Point-per-instance localization data:
--
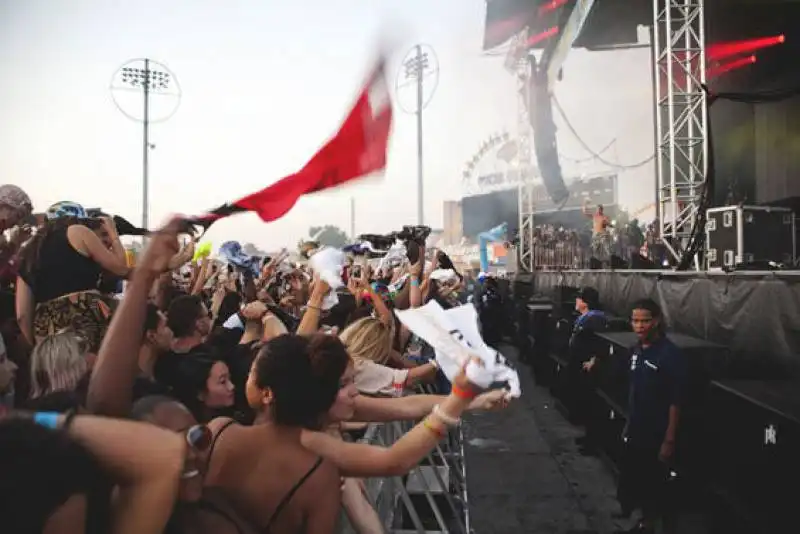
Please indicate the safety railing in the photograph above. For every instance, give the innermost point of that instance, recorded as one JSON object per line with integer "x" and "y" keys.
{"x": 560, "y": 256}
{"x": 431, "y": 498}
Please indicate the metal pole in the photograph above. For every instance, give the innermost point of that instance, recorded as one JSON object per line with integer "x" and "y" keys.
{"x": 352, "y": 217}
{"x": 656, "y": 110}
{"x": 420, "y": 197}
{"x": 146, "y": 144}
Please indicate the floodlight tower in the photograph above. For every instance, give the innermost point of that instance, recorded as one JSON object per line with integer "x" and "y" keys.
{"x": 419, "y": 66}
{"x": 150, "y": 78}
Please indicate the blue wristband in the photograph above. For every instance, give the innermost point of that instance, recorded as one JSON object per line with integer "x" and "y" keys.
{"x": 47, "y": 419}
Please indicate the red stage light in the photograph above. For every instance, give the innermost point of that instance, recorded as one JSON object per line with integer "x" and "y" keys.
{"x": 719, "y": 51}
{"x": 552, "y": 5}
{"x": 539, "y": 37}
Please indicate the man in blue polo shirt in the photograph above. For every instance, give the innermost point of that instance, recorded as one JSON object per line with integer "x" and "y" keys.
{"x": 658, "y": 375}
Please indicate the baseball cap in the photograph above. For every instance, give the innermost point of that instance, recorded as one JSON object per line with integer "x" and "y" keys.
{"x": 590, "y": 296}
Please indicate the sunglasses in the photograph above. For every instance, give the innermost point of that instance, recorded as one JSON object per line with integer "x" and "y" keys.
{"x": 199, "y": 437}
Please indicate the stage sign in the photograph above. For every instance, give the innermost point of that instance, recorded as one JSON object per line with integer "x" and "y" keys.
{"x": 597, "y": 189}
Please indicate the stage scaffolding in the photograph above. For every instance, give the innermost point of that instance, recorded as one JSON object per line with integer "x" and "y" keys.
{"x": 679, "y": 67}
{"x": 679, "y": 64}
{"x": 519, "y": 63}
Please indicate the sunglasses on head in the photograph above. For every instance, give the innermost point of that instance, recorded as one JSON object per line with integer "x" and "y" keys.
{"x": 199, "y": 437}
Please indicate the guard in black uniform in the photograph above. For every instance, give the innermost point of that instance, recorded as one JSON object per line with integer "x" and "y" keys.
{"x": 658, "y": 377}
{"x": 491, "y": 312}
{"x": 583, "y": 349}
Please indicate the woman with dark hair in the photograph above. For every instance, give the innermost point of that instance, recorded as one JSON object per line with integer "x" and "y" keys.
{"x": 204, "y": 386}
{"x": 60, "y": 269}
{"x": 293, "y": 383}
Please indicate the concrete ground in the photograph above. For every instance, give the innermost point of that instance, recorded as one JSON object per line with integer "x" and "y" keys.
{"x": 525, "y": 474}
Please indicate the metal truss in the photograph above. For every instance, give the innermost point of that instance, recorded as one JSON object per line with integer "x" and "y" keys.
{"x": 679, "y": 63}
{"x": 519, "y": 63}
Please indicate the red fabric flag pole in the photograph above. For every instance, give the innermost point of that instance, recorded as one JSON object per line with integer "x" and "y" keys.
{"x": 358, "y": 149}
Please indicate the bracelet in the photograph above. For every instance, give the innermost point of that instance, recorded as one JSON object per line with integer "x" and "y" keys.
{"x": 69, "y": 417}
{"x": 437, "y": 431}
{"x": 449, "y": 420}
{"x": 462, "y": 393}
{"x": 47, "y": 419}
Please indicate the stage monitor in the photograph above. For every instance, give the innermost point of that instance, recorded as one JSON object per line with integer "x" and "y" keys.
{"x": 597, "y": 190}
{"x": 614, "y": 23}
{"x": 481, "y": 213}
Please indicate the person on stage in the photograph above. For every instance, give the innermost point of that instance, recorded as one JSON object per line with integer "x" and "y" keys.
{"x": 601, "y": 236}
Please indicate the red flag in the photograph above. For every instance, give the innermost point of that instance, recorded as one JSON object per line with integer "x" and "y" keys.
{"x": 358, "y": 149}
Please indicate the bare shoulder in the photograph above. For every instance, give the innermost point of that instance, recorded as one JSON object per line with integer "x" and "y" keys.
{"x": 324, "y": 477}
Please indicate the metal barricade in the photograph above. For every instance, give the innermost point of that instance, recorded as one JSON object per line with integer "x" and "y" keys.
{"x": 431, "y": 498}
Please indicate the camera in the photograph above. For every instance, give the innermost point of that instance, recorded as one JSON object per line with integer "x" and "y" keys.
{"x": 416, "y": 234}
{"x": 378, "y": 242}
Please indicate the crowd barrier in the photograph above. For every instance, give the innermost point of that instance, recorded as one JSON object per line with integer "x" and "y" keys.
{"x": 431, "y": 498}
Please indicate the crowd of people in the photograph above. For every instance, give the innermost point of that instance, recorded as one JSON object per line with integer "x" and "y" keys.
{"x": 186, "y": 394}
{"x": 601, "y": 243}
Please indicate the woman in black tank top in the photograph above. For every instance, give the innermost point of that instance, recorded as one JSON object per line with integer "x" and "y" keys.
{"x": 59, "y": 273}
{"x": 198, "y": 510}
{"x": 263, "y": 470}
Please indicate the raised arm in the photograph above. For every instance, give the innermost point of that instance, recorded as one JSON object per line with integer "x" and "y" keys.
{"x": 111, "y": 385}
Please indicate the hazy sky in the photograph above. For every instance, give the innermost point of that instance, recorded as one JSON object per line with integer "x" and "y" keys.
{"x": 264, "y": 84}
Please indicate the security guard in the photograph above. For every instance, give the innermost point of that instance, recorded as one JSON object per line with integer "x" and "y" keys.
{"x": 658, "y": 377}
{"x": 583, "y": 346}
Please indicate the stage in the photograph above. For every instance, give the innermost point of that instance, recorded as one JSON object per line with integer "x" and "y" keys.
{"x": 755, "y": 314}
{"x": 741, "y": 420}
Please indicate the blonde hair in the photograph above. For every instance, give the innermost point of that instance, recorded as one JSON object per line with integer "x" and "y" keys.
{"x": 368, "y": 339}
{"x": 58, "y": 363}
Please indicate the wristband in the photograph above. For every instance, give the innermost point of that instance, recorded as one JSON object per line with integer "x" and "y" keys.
--
- WHAT THIS TASK INVOLVES
A word-for-word copy of the records is required. Leave out every picture.

- THE ANSWER
Please indicate the safety railing in the photograph above. For every instance, give the innermost point of that instance, recorded as one JSON object per line with integer "x" and "y" keys.
{"x": 560, "y": 256}
{"x": 431, "y": 498}
Please indicate the metal pole in the photograph above. For every instance, give the innermost point of that instance, recorded as one JSON object per line with integer "x" and "y" keys.
{"x": 352, "y": 217}
{"x": 656, "y": 110}
{"x": 420, "y": 197}
{"x": 146, "y": 144}
Please indicate the floodlight tower in the photograph above. For every instance, give the innermost point of that instance, recorded as one JSON object per line with integer "x" and "y" keys.
{"x": 419, "y": 66}
{"x": 150, "y": 78}
Please indicate the blue wristband in the photograph above. For every instance, give the innermost point of that instance, recorded as one JSON object per line with integer "x" and "y" keys.
{"x": 47, "y": 419}
Please indicate the red stage light in the photograph above. For every instance, give the innermost point of that instance, recorded as one JSON object per line with integer "x" and "y" keys.
{"x": 719, "y": 51}
{"x": 552, "y": 5}
{"x": 539, "y": 37}
Please indicate the man in blue polo shirt in the photograph above. For every instance, give the innermost point of that instance, recorded as one JSON object per line with integer "x" and "y" keys.
{"x": 658, "y": 375}
Please indicate the baseball cap in the photograph above. For every instance, give the innermost point of that instance, recorded as one JSON object per line with integer "x" and "y" keys.
{"x": 590, "y": 296}
Please indicate the sunglasses in the photograph above. For every instance, give the innermost point of that instance, recorded as one JSON object per line with integer "x" and "y" keys.
{"x": 199, "y": 437}
Please indicate the stage sign in the photograph above. For every instance, give the innermost point of that instance, recorded as one JSON object per line with integer "x" and "y" keys.
{"x": 597, "y": 189}
Please indicate the stage scaffolding in the photograph above. For every instance, give the innermost point of that instance, recorded as one JSON object per line with integer "x" and "y" keys.
{"x": 679, "y": 67}
{"x": 679, "y": 64}
{"x": 519, "y": 63}
Please indicate the sunglasses on head in the photograph above. For every instance, give the innermost point of that instance, recorded as one JSON object per line with integer "x" and "y" keys.
{"x": 199, "y": 437}
Please indicate the guard in black uniform in the photograph above. For every instance, give the innermost point of that instance, recorded as one JSON object per line with integer "x" and "y" keys.
{"x": 658, "y": 377}
{"x": 491, "y": 312}
{"x": 583, "y": 349}
Please indicate the woman with dark hair in the photograph above. For every instance, give the innermost point of that instance, recorded as one JSON object per line with integer "x" and "y" keys.
{"x": 204, "y": 386}
{"x": 60, "y": 269}
{"x": 293, "y": 383}
Please indicate the concrete ground in the photograph above. For every instance, give the innermost point of that instance, recorded as one JSON object per line with integer "x" and "y" keys.
{"x": 525, "y": 474}
Please indicate the metal truss in the photograph above. For every instance, give the innermost point of that instance, recorded as one JSON object per line with integer "x" and "y" keys.
{"x": 679, "y": 63}
{"x": 519, "y": 63}
Please indicate the red fabric flag pole in the photograph above. For every instance, give the innermost point of that instance, recorded as one JSON object per line with integer "x" and "y" keys.
{"x": 358, "y": 149}
Please indicate the bracelet in the photograph above. For every instance, give the innermost point of that instance, recorded as one JSON object per line with integer "x" and "y" keys.
{"x": 69, "y": 417}
{"x": 437, "y": 431}
{"x": 449, "y": 420}
{"x": 462, "y": 393}
{"x": 47, "y": 419}
Please indicate the stage monitor in the photograph above. For every instance, give the innermost point of that instance, recorded as one JSON object per line with integer "x" and "y" keys.
{"x": 597, "y": 190}
{"x": 614, "y": 23}
{"x": 481, "y": 213}
Please indicate the person on stage in the photograph above. For every instance, give the innermost point of that instance, recorded as one JSON object per line with integer "x" and "y" keys.
{"x": 601, "y": 236}
Please indicate the red flag in the photograph above. For every instance, give the innermost point of that instance, recorded as one JSON object per line with integer "x" and "y" keys.
{"x": 358, "y": 149}
Please indicate the bare shoulder in the photograph above. For every instance, give the innermost point of that instance, recorded as one JSON object per line with integer "x" and "y" keys.
{"x": 324, "y": 477}
Please indicate the metal barricade in the photograph above. For every instance, give the innermost point of that instance, recorded as one JSON object per line with integer "x" and "y" keys.
{"x": 431, "y": 498}
Please indicate the camera in the photograph above. For every instance, give the innermost point of that instance, recorded as one JSON object per line with integer "x" and "y" keys.
{"x": 416, "y": 234}
{"x": 378, "y": 242}
Please indicate the crowd barrier in the photograph above. For every instance, give the innermost point of that instance, recorded as one JSON object per line with integer "x" and "y" keys.
{"x": 431, "y": 498}
Please indicate the crowd of people in the photograph above. For every instance, give the innermost point of that instance, recorded as one JSON object per line with integer "x" and "y" keys.
{"x": 186, "y": 394}
{"x": 601, "y": 243}
Please indicate the woman in black tank top in the photograph above. For every instance, give the innermost point of that instance, recorded as one JSON object per line with integer "x" and "y" keys.
{"x": 59, "y": 273}
{"x": 198, "y": 510}
{"x": 263, "y": 470}
Please indicate the raised arm in the photograph above. For every instance, give the innermost point of that instance, recorded as one JSON object per line with integer "x" and "y" keys.
{"x": 111, "y": 385}
Please indicate the hazy sky in the photograph above. For every instance, give the innermost point of that instance, recorded as one JSON object per line with integer "x" and "y" keys.
{"x": 264, "y": 84}
Please indicate the security guard in the photograph above. For every instance, give the innermost point of that instance, recorded as one JSON object per line with integer "x" and "y" keys.
{"x": 658, "y": 377}
{"x": 583, "y": 346}
Please indicate the stage in the photograph above. For every instance, give the innermost point of that instance, recorded as one JSON object per line with integer "x" and "y" keys.
{"x": 755, "y": 314}
{"x": 741, "y": 420}
Please indicate the blonde hair in the photograph above. For every instance, give the innermost point of that instance, recorded as one JSON object per line with integer "x" and "y" keys.
{"x": 368, "y": 339}
{"x": 58, "y": 363}
Please indicate the wristband in the photograph above. For every instance, give the innermost point of that instance, recorded as one JSON object per line with integer "x" and "y" keys.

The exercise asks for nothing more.